Start of AVAILABLE RECORDS

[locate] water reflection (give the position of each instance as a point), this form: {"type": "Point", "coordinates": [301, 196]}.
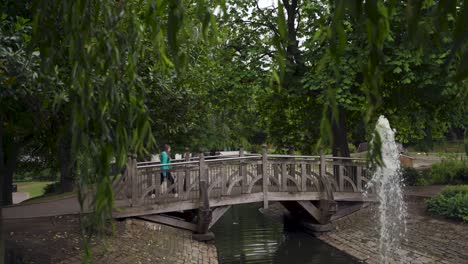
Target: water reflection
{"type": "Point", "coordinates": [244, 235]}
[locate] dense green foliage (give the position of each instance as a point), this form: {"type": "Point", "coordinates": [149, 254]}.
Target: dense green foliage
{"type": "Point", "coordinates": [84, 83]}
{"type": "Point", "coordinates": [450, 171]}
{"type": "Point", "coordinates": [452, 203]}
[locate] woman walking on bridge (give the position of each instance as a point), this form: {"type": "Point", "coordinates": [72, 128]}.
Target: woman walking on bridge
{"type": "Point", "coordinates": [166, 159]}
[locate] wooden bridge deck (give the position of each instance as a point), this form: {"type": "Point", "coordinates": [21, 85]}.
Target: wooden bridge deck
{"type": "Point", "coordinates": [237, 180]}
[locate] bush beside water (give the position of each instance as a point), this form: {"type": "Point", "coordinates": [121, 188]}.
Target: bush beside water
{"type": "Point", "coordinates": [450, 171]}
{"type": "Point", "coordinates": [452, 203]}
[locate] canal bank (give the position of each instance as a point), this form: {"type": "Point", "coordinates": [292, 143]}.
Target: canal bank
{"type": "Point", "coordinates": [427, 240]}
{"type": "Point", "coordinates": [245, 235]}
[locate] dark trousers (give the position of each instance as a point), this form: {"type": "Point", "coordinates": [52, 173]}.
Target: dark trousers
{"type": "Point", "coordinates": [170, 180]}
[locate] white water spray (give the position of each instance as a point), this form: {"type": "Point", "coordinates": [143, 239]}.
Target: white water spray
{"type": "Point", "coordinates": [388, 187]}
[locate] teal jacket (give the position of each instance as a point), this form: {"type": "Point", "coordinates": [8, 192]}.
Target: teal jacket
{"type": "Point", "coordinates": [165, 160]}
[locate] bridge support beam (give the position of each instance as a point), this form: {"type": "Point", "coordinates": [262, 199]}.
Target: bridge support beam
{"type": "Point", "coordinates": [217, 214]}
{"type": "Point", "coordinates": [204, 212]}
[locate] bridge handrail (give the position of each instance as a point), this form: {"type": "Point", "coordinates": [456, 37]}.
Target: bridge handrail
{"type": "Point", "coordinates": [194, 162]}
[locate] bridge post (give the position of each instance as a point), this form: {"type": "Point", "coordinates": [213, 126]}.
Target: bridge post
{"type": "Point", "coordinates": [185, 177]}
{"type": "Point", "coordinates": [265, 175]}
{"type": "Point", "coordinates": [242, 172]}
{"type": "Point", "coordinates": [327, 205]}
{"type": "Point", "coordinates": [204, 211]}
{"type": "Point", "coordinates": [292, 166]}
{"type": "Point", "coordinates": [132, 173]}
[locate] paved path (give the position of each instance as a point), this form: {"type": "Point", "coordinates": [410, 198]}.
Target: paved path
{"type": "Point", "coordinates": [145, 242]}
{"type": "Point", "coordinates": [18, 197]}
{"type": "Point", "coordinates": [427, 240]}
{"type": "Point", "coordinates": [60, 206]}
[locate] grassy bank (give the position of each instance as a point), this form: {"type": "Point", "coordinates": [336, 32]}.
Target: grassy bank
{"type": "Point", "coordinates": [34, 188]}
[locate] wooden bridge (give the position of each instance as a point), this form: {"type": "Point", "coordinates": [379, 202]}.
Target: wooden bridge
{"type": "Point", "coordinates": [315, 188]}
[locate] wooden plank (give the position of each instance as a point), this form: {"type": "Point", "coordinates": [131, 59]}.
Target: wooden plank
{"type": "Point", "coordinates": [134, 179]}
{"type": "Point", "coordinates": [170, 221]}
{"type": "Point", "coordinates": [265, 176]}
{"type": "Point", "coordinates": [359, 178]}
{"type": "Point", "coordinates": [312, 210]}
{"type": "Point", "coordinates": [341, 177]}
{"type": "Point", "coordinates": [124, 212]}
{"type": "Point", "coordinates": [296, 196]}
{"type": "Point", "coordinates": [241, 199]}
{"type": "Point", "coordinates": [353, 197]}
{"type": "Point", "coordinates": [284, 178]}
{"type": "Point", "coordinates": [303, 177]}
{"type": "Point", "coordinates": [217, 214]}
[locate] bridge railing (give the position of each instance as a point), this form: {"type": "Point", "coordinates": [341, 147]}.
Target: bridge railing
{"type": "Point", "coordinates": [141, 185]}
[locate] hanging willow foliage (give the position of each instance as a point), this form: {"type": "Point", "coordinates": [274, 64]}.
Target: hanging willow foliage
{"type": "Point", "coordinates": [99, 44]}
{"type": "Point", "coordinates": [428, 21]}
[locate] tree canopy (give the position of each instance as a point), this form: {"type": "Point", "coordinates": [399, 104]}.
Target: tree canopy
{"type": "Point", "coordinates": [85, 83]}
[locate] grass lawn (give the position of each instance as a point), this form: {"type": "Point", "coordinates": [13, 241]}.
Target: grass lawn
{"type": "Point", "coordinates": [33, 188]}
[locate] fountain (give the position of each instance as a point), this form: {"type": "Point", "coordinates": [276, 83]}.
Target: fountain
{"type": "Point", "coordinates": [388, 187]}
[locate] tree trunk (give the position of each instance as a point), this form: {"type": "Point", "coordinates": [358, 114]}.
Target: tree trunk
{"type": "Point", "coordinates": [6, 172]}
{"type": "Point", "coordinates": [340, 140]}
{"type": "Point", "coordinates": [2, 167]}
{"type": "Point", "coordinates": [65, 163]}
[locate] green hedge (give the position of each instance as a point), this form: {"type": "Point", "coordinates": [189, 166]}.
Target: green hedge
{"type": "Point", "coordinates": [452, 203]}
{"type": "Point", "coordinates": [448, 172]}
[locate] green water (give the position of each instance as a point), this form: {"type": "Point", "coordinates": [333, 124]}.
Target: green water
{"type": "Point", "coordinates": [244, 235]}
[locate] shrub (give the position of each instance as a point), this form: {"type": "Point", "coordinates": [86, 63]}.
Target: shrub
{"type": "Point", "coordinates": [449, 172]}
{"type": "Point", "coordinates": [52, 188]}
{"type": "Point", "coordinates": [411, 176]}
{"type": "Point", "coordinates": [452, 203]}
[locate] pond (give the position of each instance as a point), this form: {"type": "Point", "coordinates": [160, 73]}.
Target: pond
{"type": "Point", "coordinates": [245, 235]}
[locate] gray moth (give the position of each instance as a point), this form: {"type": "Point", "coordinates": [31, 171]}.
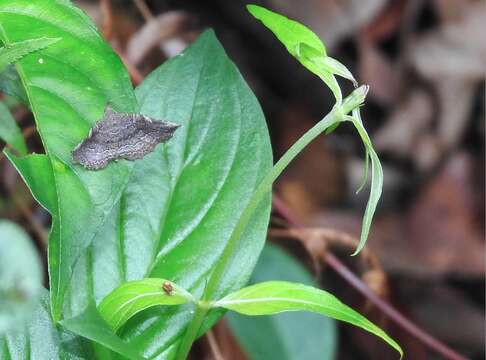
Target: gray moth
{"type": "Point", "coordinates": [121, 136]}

End of AVAILABLE RECORDS
Start of AVAILABLE RECORDS

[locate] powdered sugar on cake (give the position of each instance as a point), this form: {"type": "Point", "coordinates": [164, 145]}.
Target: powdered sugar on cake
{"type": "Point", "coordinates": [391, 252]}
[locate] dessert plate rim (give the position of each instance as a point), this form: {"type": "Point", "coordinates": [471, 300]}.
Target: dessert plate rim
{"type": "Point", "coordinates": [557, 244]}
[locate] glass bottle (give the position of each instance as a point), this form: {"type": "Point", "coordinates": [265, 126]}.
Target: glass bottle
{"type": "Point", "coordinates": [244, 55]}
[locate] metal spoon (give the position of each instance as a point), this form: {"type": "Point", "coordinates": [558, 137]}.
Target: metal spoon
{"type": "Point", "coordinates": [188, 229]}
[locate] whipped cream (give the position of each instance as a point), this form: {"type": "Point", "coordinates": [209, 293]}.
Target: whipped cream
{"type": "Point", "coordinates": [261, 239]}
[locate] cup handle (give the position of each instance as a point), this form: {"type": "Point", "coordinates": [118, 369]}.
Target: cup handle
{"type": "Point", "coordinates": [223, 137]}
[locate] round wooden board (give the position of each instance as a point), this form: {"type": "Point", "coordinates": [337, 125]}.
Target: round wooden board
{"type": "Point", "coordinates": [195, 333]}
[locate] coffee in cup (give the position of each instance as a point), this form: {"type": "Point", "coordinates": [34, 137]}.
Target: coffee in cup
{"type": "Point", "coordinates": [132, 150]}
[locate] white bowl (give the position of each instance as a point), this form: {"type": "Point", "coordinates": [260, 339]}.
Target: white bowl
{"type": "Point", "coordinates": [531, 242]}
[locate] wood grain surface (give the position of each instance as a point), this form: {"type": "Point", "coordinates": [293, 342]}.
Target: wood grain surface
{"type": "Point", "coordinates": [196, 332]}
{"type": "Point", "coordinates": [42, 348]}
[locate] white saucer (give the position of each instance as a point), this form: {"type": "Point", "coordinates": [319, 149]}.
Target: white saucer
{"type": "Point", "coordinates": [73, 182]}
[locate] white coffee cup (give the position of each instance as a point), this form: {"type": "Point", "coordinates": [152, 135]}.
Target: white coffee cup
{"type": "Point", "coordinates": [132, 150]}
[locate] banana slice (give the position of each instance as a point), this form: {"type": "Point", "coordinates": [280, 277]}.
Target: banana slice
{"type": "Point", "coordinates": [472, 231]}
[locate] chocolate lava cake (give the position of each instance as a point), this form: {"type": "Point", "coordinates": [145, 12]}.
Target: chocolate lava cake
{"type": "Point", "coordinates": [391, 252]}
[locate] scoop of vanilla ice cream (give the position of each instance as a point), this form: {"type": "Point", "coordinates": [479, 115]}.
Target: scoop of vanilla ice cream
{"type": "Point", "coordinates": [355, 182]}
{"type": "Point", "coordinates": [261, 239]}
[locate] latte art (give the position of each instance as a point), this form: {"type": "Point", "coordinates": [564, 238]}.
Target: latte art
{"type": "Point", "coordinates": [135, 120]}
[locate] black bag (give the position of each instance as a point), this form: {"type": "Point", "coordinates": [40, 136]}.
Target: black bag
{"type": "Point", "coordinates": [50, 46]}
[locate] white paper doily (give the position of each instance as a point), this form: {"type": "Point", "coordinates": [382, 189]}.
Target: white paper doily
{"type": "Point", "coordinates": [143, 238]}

End of AVAILABLE RECORDS
Start of AVAILABLE RECORDS

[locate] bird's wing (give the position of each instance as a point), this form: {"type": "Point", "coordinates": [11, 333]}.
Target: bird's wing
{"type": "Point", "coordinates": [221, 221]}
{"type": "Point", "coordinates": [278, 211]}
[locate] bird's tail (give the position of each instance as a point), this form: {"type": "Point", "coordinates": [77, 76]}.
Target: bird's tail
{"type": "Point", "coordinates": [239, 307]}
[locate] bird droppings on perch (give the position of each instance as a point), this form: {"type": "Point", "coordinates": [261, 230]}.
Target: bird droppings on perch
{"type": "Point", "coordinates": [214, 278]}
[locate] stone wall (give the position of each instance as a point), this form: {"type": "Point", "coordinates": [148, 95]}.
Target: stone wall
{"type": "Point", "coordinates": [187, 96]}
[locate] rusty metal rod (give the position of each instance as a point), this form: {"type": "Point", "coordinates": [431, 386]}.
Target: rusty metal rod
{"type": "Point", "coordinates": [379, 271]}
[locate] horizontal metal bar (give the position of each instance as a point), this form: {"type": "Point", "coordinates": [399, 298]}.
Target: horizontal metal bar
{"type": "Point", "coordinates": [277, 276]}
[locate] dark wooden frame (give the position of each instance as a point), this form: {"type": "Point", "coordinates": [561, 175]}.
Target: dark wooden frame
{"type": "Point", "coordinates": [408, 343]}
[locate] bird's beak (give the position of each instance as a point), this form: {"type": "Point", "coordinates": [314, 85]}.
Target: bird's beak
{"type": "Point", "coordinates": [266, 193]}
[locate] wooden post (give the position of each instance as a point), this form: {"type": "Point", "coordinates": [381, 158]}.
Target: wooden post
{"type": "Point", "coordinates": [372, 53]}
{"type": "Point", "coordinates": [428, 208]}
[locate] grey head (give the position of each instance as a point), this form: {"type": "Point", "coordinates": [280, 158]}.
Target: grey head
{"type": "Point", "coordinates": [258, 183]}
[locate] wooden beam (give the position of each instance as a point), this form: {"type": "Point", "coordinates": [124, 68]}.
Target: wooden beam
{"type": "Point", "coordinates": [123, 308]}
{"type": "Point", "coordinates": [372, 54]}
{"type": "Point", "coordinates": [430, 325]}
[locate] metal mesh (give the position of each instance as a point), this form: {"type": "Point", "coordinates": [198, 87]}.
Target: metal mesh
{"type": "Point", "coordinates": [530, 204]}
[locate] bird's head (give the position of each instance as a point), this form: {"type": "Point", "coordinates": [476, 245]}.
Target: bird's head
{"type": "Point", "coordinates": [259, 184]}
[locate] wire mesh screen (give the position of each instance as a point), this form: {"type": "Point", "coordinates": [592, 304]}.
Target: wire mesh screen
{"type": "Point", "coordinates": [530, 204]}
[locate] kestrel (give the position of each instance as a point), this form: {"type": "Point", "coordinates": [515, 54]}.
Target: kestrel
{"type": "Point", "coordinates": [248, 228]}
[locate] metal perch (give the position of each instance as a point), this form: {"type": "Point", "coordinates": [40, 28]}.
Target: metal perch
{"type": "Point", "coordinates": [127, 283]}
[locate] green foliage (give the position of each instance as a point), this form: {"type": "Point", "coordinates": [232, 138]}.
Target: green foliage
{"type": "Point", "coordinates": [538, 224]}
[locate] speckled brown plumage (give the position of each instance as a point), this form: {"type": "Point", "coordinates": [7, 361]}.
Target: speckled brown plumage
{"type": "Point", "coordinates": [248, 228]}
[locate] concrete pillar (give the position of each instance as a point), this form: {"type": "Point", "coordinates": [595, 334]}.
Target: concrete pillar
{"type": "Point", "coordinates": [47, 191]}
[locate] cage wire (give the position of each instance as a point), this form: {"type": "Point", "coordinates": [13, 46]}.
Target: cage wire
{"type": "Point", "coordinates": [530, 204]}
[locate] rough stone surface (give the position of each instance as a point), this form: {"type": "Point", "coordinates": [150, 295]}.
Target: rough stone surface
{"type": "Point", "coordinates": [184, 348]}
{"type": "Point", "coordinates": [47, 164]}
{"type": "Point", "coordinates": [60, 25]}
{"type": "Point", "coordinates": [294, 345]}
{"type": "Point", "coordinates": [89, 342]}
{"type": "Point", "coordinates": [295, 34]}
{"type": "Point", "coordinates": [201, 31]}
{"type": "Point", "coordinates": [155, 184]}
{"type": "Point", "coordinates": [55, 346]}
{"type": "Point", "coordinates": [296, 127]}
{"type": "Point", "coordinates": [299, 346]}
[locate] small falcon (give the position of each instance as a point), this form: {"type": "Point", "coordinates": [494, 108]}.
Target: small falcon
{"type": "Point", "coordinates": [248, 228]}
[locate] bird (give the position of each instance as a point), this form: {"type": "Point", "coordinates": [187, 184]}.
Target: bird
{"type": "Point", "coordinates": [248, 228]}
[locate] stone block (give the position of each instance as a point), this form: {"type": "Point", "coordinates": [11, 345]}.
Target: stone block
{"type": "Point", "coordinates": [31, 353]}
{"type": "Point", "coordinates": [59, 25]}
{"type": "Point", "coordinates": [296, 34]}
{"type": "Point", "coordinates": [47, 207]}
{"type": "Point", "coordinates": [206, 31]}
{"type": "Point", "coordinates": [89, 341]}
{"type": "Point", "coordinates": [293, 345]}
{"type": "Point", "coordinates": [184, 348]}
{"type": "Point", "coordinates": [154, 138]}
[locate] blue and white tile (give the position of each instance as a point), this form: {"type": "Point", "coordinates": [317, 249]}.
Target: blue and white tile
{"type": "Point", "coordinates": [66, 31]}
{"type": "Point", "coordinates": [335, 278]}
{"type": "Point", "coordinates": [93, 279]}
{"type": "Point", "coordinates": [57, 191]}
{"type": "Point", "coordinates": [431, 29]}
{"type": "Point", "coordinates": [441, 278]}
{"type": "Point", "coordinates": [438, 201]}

End of AVAILABLE RECORDS

How many lines in the entries above contain the string "black"? Case matters. Reply with the number only.

SOLUTION FOR THIS TASK: 2